◆ **Passage given**
===============

HC Deb 03 May 1824 vol 11 cc426-32

On the motion of the Chancellor of the Exchequer, the House resolved itself into a committee, on the Customs (Coals and Linens) till. The right hon. gentleman said, his object was, to correct am error in the bill, and this had made it necessary that it should be recommitted. At present it was proposed in the bill, that the reduction of the bounty on linens should commence on the 5th of July, 1824. The date should be the 5th of January, 1825; and he now submitted a resolution to that effect,

Mr. Spring Rice

said, he hoped that, in endeavouring to prevail upon the chancellor of the Exchequer to alter his opinion, he should not be accused of inconsistency; for he had seen, on various occasions, gentlemen who were more pledged than he could be supposed to be by character or experience to the principles of free trade, to make exceptions in particular instances. He was persuaded, that if individuals interested in the linen trade had as frequent access to government, as those in the silk and other great manufactures, although he did not expect they could prevail on the chancellor of the Exchequer to abandon those principles which he thought right, they would induce him to consent to such modifications as would produce the least possible evil. He had no wish to see bounties permanently continued, nor if they were not in existence, would he now come forward to demand them. The chancellor of the Exchequer had made one concession in making the bounties remissible at different periods in the course of ten years, instead of taking them off all at once; but, in a country where there was little encouragement and where the people were looking for the lowest possible profits, care should be taken not to destroy, by legislative enactments, the individual exertions of persons, both in that country and in this, to procure employment for the people. He would suggest, that the date should be more remote. If they were allowed two or three years to prepare for the measure, they might be able to meet the consequences; but to commence the reduction at once would, in his judgment, be impolitic, and could not fail to produce the most injurious consequences.

===============

◆ **Listed entries**
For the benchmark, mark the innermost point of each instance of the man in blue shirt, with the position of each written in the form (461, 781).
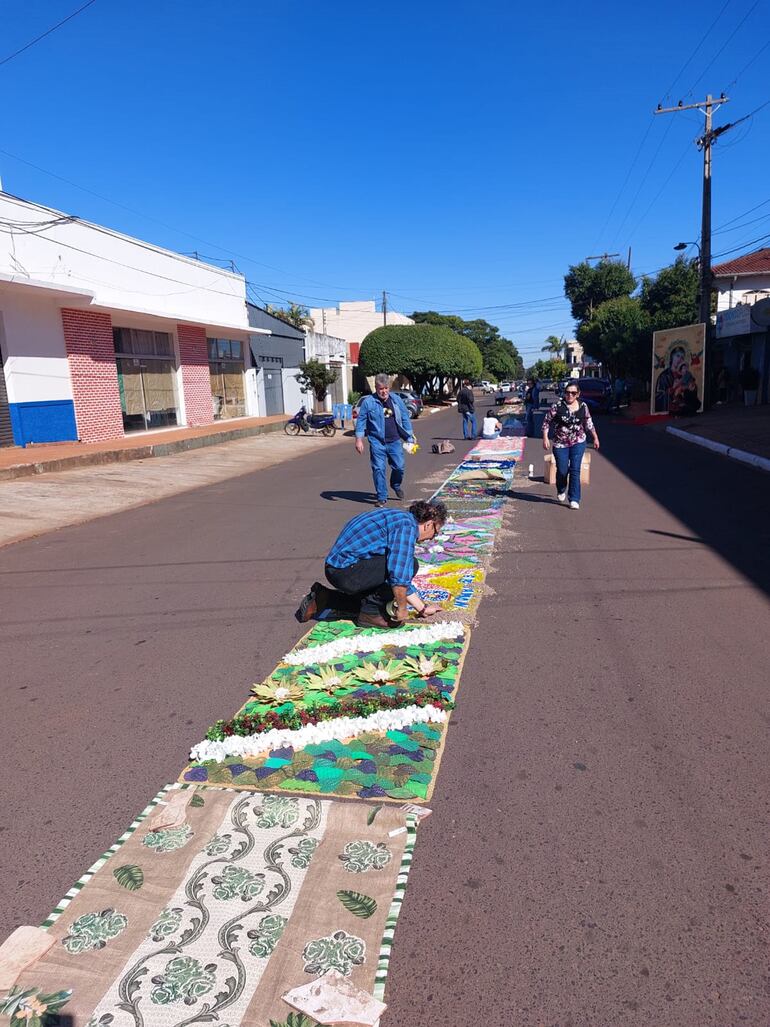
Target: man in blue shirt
(384, 420)
(372, 564)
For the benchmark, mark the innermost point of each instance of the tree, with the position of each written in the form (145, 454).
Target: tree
(588, 287)
(315, 377)
(295, 313)
(479, 332)
(670, 300)
(552, 345)
(427, 354)
(499, 365)
(618, 336)
(548, 370)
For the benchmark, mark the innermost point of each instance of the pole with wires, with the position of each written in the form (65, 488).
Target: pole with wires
(707, 107)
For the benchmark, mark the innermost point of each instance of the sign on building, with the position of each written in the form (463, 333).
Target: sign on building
(734, 320)
(678, 370)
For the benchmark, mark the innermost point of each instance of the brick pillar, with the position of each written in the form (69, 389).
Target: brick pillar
(193, 352)
(94, 375)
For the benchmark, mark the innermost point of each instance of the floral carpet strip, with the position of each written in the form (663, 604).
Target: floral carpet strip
(389, 753)
(215, 919)
(362, 714)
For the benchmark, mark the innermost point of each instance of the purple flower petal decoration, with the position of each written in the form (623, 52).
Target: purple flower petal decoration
(286, 753)
(372, 792)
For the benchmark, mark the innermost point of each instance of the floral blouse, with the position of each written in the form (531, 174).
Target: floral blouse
(569, 429)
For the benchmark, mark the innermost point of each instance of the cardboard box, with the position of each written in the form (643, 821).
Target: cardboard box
(549, 468)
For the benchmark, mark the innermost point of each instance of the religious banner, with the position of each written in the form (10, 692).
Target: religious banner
(678, 370)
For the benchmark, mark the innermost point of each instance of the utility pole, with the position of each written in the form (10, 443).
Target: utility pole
(707, 107)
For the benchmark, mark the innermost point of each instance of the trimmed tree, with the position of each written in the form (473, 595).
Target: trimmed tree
(427, 354)
(315, 377)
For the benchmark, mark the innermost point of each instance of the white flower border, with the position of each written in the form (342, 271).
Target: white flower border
(326, 730)
(372, 643)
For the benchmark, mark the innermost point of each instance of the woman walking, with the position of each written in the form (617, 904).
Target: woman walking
(570, 420)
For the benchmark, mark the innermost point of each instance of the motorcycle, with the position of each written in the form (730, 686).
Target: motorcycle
(313, 424)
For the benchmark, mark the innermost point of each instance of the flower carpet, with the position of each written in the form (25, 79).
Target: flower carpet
(214, 920)
(246, 879)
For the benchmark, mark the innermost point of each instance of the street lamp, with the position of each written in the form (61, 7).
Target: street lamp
(684, 245)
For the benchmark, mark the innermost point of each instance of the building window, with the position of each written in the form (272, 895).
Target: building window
(226, 371)
(147, 378)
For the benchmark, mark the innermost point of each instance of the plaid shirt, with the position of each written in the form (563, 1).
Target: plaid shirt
(392, 533)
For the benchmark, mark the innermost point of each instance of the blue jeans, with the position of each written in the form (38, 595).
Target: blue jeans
(568, 460)
(382, 454)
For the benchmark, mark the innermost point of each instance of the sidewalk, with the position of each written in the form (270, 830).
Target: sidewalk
(740, 432)
(17, 461)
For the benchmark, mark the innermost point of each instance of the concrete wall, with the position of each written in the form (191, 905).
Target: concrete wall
(122, 272)
(353, 320)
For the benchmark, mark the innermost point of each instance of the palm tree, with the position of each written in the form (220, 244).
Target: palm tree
(552, 345)
(295, 313)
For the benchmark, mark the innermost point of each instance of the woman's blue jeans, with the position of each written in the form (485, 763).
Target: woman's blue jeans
(568, 460)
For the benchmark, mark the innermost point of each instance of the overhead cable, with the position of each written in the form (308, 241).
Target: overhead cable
(47, 32)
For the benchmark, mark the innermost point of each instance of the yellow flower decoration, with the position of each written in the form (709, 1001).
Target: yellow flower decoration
(276, 692)
(425, 667)
(381, 674)
(328, 680)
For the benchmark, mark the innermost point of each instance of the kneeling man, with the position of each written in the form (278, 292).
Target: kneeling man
(372, 564)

===============

◆ **Jobs**
A: For each statement, say whether it agrees with the debate passage, answering yes or no and quoting the words from the passage that decide it.
(i) As first drafted, the bill set the reduction of the linen bounty to begin on the 5th of July, 1824.
(ii) Mr. Spring Rice wanted the bounties kept in place permanently.
(iii) The Chancellor of the Exchequer planned to remove the bounties all at once.
B: Pick out each line of the records that contains the string "utility", and copy those lines.
The records bear no relation to the debate passage.

◆ **Answers to each task**
A:
(i) Yes: "At present it was proposed in the bill, that the reduction of the bounty on linens should commence on the 5th of July, 1824."
(ii) No: "He had no wish to see bounties permanently continued"
(iii) No: "making the bounties remissible at different periods in the course of ten years, instead of taking them off all at once"

B:
For the benchmark, mark the innermost point of each instance of the utility pole, with the position of each written in the form (10, 443).
Target: utility pole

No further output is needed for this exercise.